## Problem to solve
Reproduce the material below verbatim, omitting the pictures.

═══ Data for this exercise

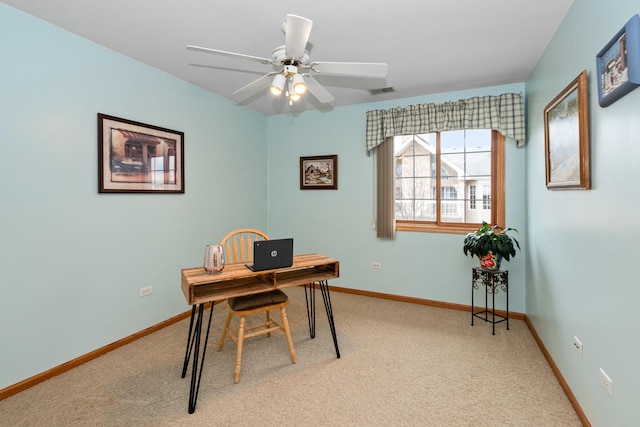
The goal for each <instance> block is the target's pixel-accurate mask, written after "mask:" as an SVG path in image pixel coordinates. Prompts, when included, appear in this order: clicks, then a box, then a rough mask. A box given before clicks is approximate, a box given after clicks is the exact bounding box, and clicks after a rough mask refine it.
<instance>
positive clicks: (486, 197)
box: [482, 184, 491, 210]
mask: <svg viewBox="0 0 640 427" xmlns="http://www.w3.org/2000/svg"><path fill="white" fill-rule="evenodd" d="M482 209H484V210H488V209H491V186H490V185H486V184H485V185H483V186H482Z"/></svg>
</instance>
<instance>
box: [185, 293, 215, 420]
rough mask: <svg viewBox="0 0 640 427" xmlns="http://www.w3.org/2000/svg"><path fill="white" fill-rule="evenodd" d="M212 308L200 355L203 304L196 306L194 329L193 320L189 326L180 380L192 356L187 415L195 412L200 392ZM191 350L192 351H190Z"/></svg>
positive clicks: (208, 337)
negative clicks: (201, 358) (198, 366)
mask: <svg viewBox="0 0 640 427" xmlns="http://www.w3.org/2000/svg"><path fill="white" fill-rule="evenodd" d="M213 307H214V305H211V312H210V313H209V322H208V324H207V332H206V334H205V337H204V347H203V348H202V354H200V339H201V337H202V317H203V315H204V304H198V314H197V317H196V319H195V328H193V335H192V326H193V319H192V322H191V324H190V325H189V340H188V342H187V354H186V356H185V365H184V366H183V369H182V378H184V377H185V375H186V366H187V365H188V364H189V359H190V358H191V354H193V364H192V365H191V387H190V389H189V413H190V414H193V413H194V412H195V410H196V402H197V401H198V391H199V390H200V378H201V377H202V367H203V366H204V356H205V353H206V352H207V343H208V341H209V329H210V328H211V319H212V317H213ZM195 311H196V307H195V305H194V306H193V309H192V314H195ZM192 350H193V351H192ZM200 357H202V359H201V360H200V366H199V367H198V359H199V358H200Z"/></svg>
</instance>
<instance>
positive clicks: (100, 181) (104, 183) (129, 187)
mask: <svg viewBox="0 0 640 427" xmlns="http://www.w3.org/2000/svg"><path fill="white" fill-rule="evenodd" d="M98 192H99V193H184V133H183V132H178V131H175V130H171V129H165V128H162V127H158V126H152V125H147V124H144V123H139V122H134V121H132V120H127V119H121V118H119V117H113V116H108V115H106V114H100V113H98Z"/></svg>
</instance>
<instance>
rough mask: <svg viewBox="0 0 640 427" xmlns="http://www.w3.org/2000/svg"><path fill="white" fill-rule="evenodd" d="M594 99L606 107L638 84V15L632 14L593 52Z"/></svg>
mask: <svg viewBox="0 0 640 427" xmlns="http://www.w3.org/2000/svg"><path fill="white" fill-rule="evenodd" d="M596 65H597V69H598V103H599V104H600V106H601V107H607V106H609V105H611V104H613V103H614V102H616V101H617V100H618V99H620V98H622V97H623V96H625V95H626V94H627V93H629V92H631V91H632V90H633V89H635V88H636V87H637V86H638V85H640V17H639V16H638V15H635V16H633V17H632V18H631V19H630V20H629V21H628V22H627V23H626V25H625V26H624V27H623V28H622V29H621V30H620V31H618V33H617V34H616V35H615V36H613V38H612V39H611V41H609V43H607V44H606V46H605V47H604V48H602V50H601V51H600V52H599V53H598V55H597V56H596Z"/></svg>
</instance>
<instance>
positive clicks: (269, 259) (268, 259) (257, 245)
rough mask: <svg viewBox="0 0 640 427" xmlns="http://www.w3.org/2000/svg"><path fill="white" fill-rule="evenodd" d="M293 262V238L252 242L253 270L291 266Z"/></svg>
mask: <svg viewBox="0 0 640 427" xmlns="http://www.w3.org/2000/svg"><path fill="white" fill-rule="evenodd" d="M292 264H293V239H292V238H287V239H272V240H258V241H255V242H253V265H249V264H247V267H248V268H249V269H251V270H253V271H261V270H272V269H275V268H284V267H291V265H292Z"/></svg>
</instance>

══════

## Output for this task
The goal for each <instance> block is the target's pixel-accurate mask, written after "mask:" as an SVG path in image pixel coordinates. Prompts, when included, appear in this order: clicks, then a box, then a rough mask. A box given before clicks is approximate, a box given after clicks is the exact bounding box, and clicks after a rough mask refine it.
<instance>
positive clicks: (486, 197)
box: [482, 184, 491, 210]
mask: <svg viewBox="0 0 640 427" xmlns="http://www.w3.org/2000/svg"><path fill="white" fill-rule="evenodd" d="M482 209H484V210H488V209H491V186H490V185H486V184H485V185H483V186H482Z"/></svg>
</instance>
<instance>
box: [185, 293, 215, 420]
rough mask: <svg viewBox="0 0 640 427" xmlns="http://www.w3.org/2000/svg"><path fill="white" fill-rule="evenodd" d="M212 308L200 355L203 304L196 306L194 329L193 320L189 326L180 380L192 356L187 415L195 412L200 392ZM191 350L192 351H190Z"/></svg>
positive clicks: (208, 337)
negative clicks: (201, 358) (198, 366)
mask: <svg viewBox="0 0 640 427" xmlns="http://www.w3.org/2000/svg"><path fill="white" fill-rule="evenodd" d="M213 307H214V305H211V312H210V313H209V322H208V324H207V332H206V334H205V337H204V347H203V348H202V354H200V339H201V337H202V317H203V315H204V304H198V314H197V317H196V319H195V328H193V335H192V326H193V319H192V322H191V324H190V325H189V340H188V342H187V354H186V356H185V365H184V366H183V369H182V378H184V377H185V375H186V366H187V365H188V364H189V359H190V358H191V354H193V364H192V365H191V387H190V389H189V413H190V414H193V413H194V412H195V410H196V402H197V401H198V391H199V390H200V378H201V377H202V367H203V366H204V356H205V353H206V352H207V343H208V341H209V329H210V328H211V319H212V317H213ZM195 311H196V307H195V305H194V306H193V309H192V314H195ZM192 350H193V351H192ZM200 357H202V359H201V360H200V366H199V367H198V359H199V358H200Z"/></svg>
</instance>
<instance>
positive clicks: (100, 181) (104, 183) (129, 187)
mask: <svg viewBox="0 0 640 427" xmlns="http://www.w3.org/2000/svg"><path fill="white" fill-rule="evenodd" d="M98 192H99V193H184V133H183V132H178V131H175V130H171V129H165V128H162V127H158V126H152V125H147V124H144V123H139V122H134V121H132V120H127V119H121V118H119V117H113V116H108V115H106V114H100V113H98Z"/></svg>
</instance>
<instance>
rough mask: <svg viewBox="0 0 640 427" xmlns="http://www.w3.org/2000/svg"><path fill="white" fill-rule="evenodd" d="M594 99L606 107L638 84V15L632 14L593 52Z"/></svg>
mask: <svg viewBox="0 0 640 427" xmlns="http://www.w3.org/2000/svg"><path fill="white" fill-rule="evenodd" d="M596 65H597V69H598V103H599V104H600V106H601V107H607V106H609V105H611V104H613V103H614V102H616V101H617V100H618V99H620V98H622V97H623V96H625V95H626V94H627V93H629V92H631V91H632V90H633V89H635V88H636V87H637V86H638V85H640V17H639V16H638V15H635V16H633V17H632V18H631V19H630V20H629V21H628V22H627V23H626V25H625V26H624V27H623V28H622V29H621V30H620V31H618V33H617V34H616V35H615V36H613V38H612V39H611V41H609V43H607V44H606V46H605V47H604V48H602V50H601V51H600V52H599V53H598V55H597V56H596Z"/></svg>
</instance>
<instance>
positive clicks: (269, 259) (268, 259) (257, 245)
rough mask: <svg viewBox="0 0 640 427" xmlns="http://www.w3.org/2000/svg"><path fill="white" fill-rule="evenodd" d="M293 262V238L252 242L253 270L291 266Z"/></svg>
mask: <svg viewBox="0 0 640 427" xmlns="http://www.w3.org/2000/svg"><path fill="white" fill-rule="evenodd" d="M292 264H293V239H292V238H287V239H272V240H258V241H255V242H253V265H249V264H247V267H248V268H249V269H251V270H253V271H261V270H272V269H275V268H284V267H291V265H292Z"/></svg>
</instance>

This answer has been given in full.